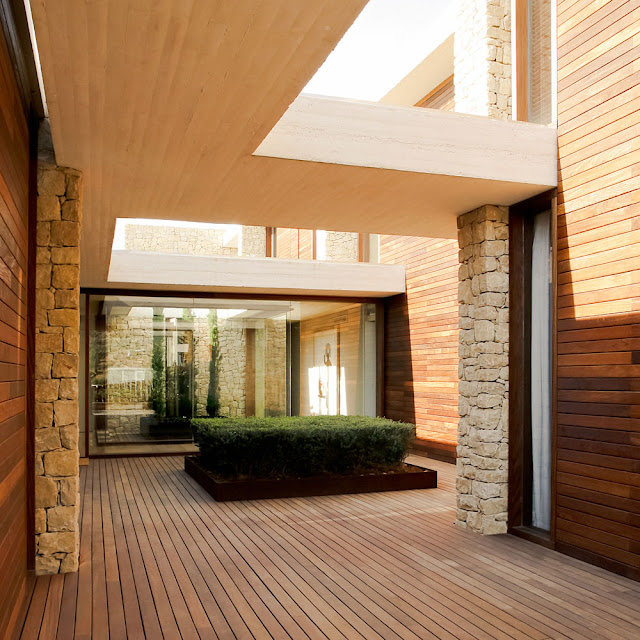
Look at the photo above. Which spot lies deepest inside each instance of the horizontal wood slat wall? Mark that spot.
(421, 337)
(598, 452)
(442, 97)
(14, 213)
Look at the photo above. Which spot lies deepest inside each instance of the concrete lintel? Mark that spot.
(418, 140)
(256, 275)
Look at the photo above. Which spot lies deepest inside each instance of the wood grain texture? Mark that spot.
(421, 337)
(598, 283)
(442, 97)
(14, 215)
(162, 559)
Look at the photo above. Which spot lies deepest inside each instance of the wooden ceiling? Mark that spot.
(161, 104)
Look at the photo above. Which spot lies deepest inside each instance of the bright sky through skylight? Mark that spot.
(387, 40)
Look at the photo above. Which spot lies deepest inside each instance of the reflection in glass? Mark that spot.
(155, 363)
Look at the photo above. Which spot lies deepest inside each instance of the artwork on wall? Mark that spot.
(324, 378)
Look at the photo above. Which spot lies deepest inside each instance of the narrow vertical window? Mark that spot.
(541, 359)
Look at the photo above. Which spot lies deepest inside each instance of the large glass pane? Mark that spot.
(155, 363)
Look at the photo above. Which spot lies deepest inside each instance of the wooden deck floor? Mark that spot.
(159, 558)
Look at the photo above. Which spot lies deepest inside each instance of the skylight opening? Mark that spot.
(385, 43)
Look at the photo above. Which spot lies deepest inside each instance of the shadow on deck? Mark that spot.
(159, 558)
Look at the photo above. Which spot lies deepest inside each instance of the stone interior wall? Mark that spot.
(482, 474)
(57, 340)
(482, 58)
(341, 246)
(194, 241)
(275, 403)
(129, 345)
(202, 362)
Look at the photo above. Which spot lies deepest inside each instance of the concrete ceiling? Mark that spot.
(161, 104)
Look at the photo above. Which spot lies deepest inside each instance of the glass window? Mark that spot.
(155, 363)
(541, 360)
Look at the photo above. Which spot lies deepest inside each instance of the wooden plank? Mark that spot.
(352, 566)
(15, 587)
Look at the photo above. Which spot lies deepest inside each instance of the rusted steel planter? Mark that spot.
(223, 491)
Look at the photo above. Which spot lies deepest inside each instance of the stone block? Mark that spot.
(66, 276)
(69, 563)
(71, 340)
(65, 412)
(48, 209)
(65, 233)
(493, 248)
(46, 390)
(484, 490)
(493, 506)
(62, 518)
(47, 439)
(47, 565)
(43, 414)
(61, 463)
(488, 401)
(64, 318)
(46, 492)
(492, 526)
(494, 281)
(69, 491)
(468, 502)
(69, 436)
(65, 255)
(474, 520)
(67, 299)
(68, 389)
(74, 184)
(43, 234)
(483, 330)
(43, 366)
(56, 542)
(43, 255)
(65, 365)
(71, 210)
(51, 182)
(43, 276)
(41, 521)
(493, 360)
(48, 342)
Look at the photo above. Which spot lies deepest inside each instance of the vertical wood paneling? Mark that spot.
(421, 337)
(14, 214)
(598, 453)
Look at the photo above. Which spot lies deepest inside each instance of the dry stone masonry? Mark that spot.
(483, 296)
(197, 241)
(482, 58)
(57, 342)
(341, 246)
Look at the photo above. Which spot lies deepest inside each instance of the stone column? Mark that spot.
(483, 294)
(57, 340)
(482, 58)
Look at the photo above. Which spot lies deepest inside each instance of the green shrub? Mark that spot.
(300, 446)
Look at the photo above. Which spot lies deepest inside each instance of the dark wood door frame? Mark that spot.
(520, 238)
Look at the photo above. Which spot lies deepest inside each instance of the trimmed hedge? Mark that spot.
(300, 446)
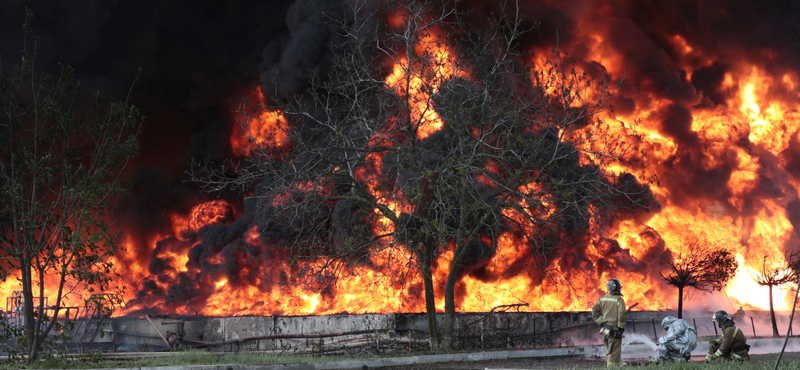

====================

EXERCISE REQUIREMENTS ::
Which lines of the listing above contain the string "vertical", with case counting? Return each of those lines in full.

ANSWER TO THIS TASK ::
Look at the photo above. Which spot lies deepest inside each instance of the narrow vertical window? Mark that spot.
Look at the photo above. Which spot lies deepest inside each instance of the vertical wood paneling? Mark that spot.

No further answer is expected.